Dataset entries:

········

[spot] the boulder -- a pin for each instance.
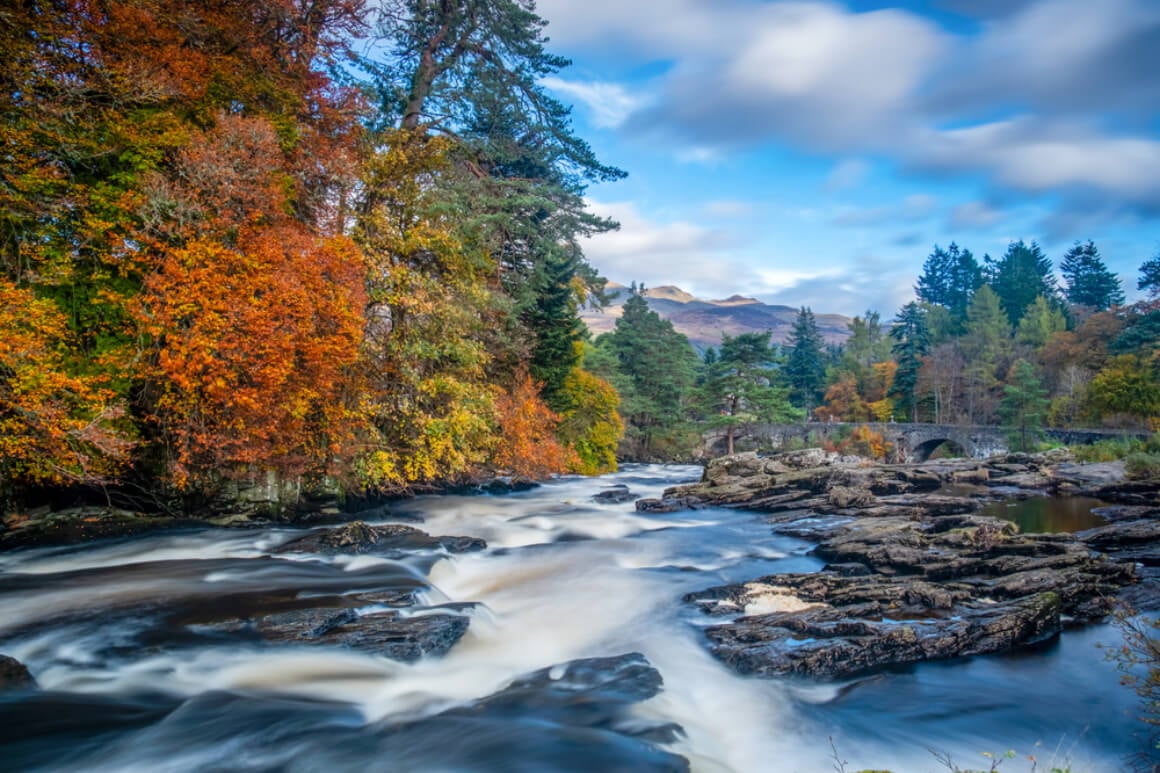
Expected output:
(614, 496)
(14, 674)
(389, 539)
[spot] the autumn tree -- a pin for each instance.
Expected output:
(1087, 280)
(251, 346)
(660, 367)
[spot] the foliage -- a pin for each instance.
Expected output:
(1088, 282)
(912, 339)
(528, 446)
(659, 369)
(251, 345)
(591, 425)
(1023, 407)
(863, 441)
(805, 369)
(741, 389)
(949, 280)
(55, 426)
(1019, 277)
(1150, 276)
(1128, 385)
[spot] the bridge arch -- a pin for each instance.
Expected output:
(927, 448)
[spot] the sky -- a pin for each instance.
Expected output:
(810, 152)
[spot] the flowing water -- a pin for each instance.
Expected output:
(133, 679)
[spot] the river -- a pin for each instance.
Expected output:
(130, 681)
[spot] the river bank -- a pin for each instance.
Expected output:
(559, 641)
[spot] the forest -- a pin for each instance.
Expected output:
(338, 241)
(292, 240)
(998, 341)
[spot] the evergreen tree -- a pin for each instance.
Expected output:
(1020, 276)
(1150, 276)
(949, 280)
(555, 326)
(912, 340)
(1042, 320)
(740, 388)
(659, 366)
(1089, 283)
(985, 347)
(805, 369)
(1023, 406)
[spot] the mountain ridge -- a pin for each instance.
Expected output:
(704, 322)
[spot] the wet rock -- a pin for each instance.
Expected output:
(390, 539)
(14, 674)
(400, 637)
(614, 496)
(668, 505)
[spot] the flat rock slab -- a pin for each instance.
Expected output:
(390, 540)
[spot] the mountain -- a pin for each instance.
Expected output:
(704, 322)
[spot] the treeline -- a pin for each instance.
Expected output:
(287, 240)
(997, 341)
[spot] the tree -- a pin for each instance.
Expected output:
(986, 345)
(1042, 320)
(949, 279)
(1023, 407)
(251, 349)
(660, 367)
(1087, 279)
(1128, 387)
(1020, 276)
(1150, 276)
(740, 389)
(805, 370)
(912, 339)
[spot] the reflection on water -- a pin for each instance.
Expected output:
(139, 672)
(1049, 514)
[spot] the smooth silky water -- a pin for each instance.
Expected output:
(130, 683)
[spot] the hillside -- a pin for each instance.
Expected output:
(704, 322)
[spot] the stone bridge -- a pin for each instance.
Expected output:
(915, 442)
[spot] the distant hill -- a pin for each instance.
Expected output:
(704, 322)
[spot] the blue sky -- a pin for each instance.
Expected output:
(812, 152)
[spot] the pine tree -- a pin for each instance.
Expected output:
(1089, 283)
(741, 387)
(912, 339)
(1150, 276)
(805, 369)
(1023, 406)
(1020, 276)
(985, 346)
(949, 279)
(659, 366)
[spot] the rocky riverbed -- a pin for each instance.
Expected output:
(913, 571)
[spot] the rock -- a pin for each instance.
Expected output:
(614, 496)
(667, 505)
(390, 539)
(14, 674)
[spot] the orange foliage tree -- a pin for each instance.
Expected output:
(528, 446)
(251, 353)
(53, 427)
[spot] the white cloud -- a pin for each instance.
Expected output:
(609, 103)
(848, 173)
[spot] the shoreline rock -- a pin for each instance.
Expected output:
(913, 571)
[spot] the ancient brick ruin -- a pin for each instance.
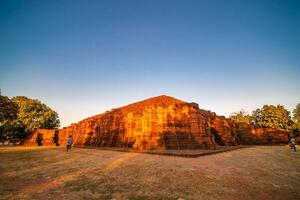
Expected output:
(161, 122)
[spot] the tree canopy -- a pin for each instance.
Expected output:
(241, 117)
(276, 117)
(34, 115)
(21, 115)
(296, 119)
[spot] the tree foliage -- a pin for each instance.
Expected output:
(34, 115)
(276, 117)
(240, 117)
(296, 120)
(21, 115)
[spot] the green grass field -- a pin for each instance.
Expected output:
(49, 173)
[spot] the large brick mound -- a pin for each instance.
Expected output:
(161, 122)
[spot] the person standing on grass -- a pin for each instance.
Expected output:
(69, 143)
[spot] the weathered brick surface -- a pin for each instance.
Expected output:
(159, 123)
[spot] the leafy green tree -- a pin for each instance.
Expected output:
(240, 117)
(276, 117)
(296, 114)
(9, 124)
(34, 115)
(296, 120)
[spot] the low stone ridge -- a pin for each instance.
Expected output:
(161, 122)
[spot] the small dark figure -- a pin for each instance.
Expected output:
(293, 144)
(69, 143)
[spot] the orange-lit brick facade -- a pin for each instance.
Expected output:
(157, 123)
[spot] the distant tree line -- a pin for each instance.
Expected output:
(20, 116)
(276, 117)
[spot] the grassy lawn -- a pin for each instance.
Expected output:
(49, 173)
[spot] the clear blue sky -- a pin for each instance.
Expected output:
(85, 57)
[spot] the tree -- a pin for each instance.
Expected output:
(240, 117)
(9, 125)
(296, 114)
(276, 117)
(296, 120)
(34, 115)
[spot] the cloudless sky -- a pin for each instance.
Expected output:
(85, 57)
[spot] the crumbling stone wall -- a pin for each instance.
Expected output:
(159, 123)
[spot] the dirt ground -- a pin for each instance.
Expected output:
(261, 172)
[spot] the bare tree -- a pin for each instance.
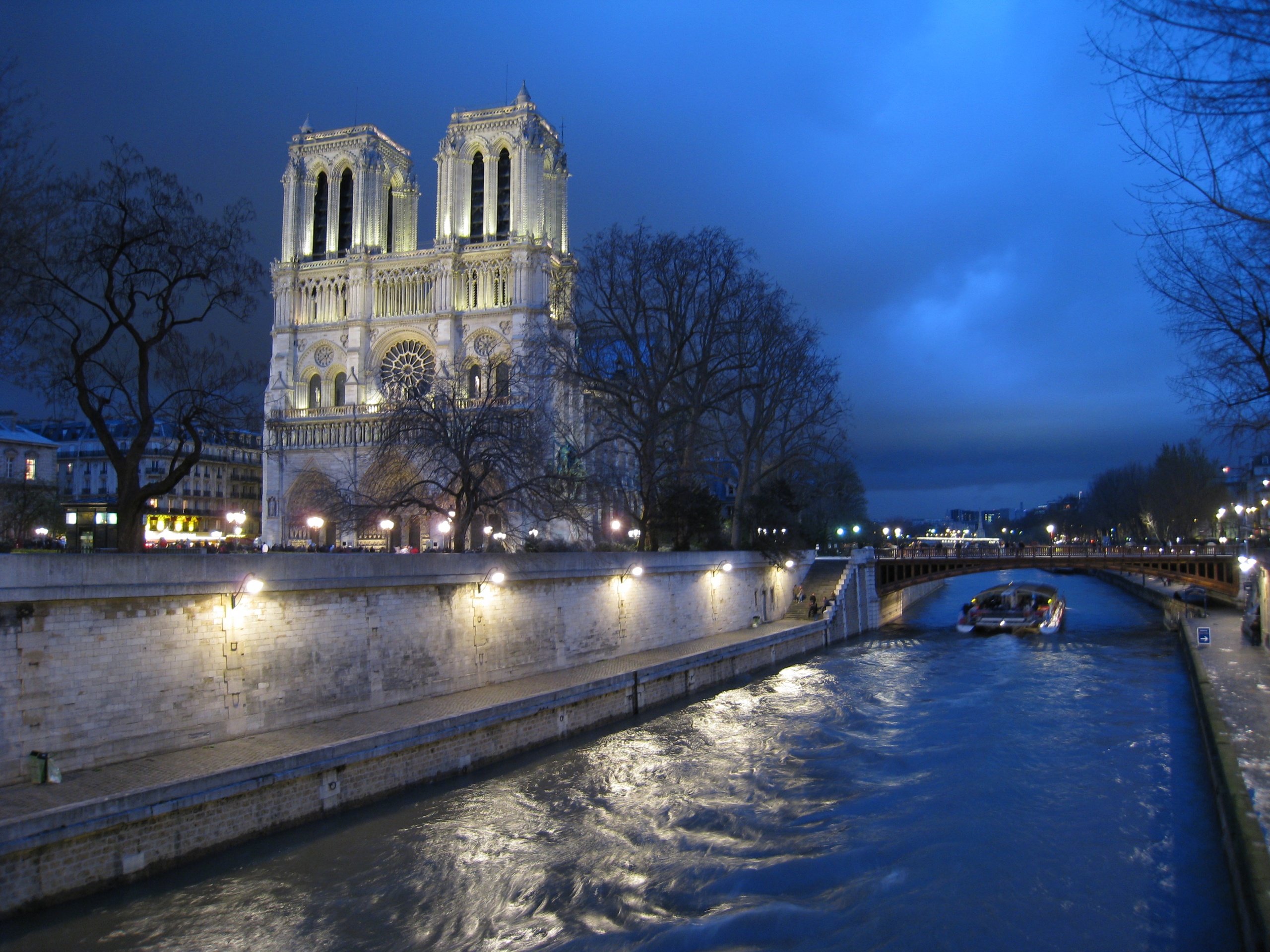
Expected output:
(26, 504)
(1193, 79)
(1114, 504)
(1216, 287)
(781, 404)
(1193, 83)
(656, 316)
(107, 293)
(1183, 490)
(446, 448)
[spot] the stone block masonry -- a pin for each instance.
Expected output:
(116, 658)
(121, 823)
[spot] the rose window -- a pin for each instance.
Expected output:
(407, 370)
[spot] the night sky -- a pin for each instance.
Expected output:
(938, 183)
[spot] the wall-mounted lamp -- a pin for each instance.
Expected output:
(251, 586)
(495, 575)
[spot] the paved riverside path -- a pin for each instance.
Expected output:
(23, 801)
(1240, 674)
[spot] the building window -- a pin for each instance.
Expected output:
(477, 228)
(320, 196)
(505, 193)
(346, 212)
(388, 226)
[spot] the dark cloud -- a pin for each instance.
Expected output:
(935, 182)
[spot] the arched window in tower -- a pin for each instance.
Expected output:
(346, 212)
(321, 193)
(477, 219)
(388, 223)
(505, 194)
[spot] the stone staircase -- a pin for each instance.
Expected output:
(821, 581)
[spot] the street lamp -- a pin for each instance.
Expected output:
(251, 586)
(495, 575)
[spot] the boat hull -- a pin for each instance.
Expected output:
(1016, 608)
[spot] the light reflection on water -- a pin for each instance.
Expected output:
(913, 790)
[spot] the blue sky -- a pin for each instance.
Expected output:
(937, 182)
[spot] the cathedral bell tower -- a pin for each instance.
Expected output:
(502, 176)
(347, 192)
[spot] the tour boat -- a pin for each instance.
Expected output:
(1015, 607)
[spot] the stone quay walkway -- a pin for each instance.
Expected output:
(1240, 674)
(26, 808)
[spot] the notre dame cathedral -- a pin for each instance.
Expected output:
(362, 313)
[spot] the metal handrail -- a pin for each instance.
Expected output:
(1057, 551)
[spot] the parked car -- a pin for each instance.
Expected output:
(1193, 595)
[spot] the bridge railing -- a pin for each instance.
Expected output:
(1058, 552)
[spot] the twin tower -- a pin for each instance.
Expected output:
(501, 176)
(362, 314)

········

-- WHAT THE TASK ASKS --
In the entries above, find each line containing the string "brick" and copy it.

-- RESULT --
[spot] the ancient brick ruin -- a pin for each instance.
[spot] the large brick mound -- a pin for each instance.
[spot] the weathered brick surface -- a pin for each instance.
[spot] the orange-lit brick facade -- a pin for each instance.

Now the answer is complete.